------ Supplied information
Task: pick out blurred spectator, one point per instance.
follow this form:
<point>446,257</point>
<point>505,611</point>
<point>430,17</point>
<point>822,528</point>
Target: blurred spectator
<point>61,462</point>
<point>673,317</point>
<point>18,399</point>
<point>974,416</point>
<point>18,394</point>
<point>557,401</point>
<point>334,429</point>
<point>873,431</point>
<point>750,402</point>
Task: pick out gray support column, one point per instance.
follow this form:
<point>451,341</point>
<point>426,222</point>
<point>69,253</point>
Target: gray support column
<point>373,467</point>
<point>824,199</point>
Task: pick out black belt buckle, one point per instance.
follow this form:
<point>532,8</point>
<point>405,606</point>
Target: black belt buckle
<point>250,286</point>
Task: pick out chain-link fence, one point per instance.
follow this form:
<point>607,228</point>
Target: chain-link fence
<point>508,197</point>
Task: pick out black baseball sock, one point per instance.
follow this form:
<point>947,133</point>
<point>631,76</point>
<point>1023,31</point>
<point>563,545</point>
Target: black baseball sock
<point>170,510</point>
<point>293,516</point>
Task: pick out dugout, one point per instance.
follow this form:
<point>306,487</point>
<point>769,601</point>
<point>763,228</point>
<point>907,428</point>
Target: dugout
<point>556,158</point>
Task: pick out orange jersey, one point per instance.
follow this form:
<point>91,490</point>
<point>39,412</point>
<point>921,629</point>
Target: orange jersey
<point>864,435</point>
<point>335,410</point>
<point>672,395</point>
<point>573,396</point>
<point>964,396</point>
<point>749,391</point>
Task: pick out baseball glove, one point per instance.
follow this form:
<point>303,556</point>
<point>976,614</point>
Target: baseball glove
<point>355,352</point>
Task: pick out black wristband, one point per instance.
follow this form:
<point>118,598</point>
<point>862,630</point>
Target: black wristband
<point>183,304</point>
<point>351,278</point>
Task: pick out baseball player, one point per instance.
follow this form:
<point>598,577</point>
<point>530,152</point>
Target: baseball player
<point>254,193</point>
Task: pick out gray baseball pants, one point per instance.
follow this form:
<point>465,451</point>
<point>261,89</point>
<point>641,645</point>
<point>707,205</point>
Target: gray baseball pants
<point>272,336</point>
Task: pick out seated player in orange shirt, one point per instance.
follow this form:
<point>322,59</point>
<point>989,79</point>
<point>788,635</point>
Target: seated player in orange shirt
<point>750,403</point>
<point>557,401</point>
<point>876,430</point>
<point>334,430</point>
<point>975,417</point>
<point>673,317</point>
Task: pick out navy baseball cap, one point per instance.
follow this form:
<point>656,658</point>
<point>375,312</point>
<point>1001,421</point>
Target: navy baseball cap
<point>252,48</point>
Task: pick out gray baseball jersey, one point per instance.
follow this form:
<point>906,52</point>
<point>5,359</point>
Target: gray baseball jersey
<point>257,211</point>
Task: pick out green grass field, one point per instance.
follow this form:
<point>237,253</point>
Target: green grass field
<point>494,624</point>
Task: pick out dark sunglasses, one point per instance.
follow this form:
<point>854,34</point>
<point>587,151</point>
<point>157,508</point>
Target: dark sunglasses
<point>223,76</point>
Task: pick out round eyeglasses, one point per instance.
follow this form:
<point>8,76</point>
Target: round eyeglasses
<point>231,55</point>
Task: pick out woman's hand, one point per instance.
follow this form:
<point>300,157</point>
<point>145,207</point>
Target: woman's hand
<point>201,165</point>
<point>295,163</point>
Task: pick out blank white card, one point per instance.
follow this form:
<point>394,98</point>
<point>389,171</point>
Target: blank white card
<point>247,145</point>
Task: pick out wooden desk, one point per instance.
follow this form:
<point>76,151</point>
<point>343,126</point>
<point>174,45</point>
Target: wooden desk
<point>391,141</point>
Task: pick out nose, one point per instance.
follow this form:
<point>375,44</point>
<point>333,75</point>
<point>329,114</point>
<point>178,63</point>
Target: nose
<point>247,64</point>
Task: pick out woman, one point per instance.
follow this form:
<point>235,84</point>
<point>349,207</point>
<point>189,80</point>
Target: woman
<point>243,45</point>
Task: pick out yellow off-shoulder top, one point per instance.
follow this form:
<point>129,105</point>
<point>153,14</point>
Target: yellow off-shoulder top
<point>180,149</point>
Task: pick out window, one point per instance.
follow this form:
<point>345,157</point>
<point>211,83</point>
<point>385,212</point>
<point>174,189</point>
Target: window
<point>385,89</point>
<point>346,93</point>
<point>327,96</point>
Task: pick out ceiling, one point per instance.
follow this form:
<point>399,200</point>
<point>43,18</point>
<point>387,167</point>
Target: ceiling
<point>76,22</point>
------------
Exercise instructions: The lines to reproduce run from the one that contains "Task: pick out gray baseball jersey, one" through the last line above; copy them exactly.

The answer:
Task: pick out gray baseball jersey, one point per instance.
follow this form:
<point>906,52</point>
<point>5,359</point>
Target: gray baseball jersey
<point>257,211</point>
Task: pick out green grass field, one point per instance.
follow this form:
<point>237,253</point>
Target: green grass field
<point>494,624</point>
Task: pick out dark sunglasses, one point per instance.
follow this form:
<point>854,34</point>
<point>587,151</point>
<point>157,508</point>
Target: dark sunglasses
<point>223,76</point>
Task: pick out round eyeglasses, one point per instance.
follow this form:
<point>8,76</point>
Target: round eyeglasses
<point>231,55</point>
Task: pick out woman's hand, one point per instance.
follow this form:
<point>300,157</point>
<point>145,207</point>
Target: woman's hand
<point>201,165</point>
<point>295,163</point>
Task: pick out blank white card, one point per instance.
follow this form:
<point>394,98</point>
<point>389,171</point>
Target: blank white card
<point>247,145</point>
Task: pick out wooden desk, one point per instance.
follow this form:
<point>76,151</point>
<point>343,126</point>
<point>174,45</point>
Target: wooden desk
<point>391,141</point>
Task: pick out nose, one point per instance.
follow this form:
<point>375,44</point>
<point>333,75</point>
<point>329,114</point>
<point>178,63</point>
Target: nose
<point>247,64</point>
Task: pick out woman, one point per instance.
follow this form:
<point>235,84</point>
<point>349,207</point>
<point>189,80</point>
Target: woman
<point>243,45</point>
Task: pick out yellow off-shoulder top, one point per instance.
follow this form:
<point>129,105</point>
<point>153,14</point>
Target: yellow off-shoulder top
<point>180,149</point>
Task: pick out window, one point per instance.
follow this form:
<point>345,157</point>
<point>211,83</point>
<point>385,212</point>
<point>174,189</point>
Target: window
<point>385,89</point>
<point>346,93</point>
<point>327,96</point>
Task: pick out ceiling, one point per instance.
follow this form:
<point>399,200</point>
<point>43,18</point>
<point>387,167</point>
Target: ceiling
<point>76,22</point>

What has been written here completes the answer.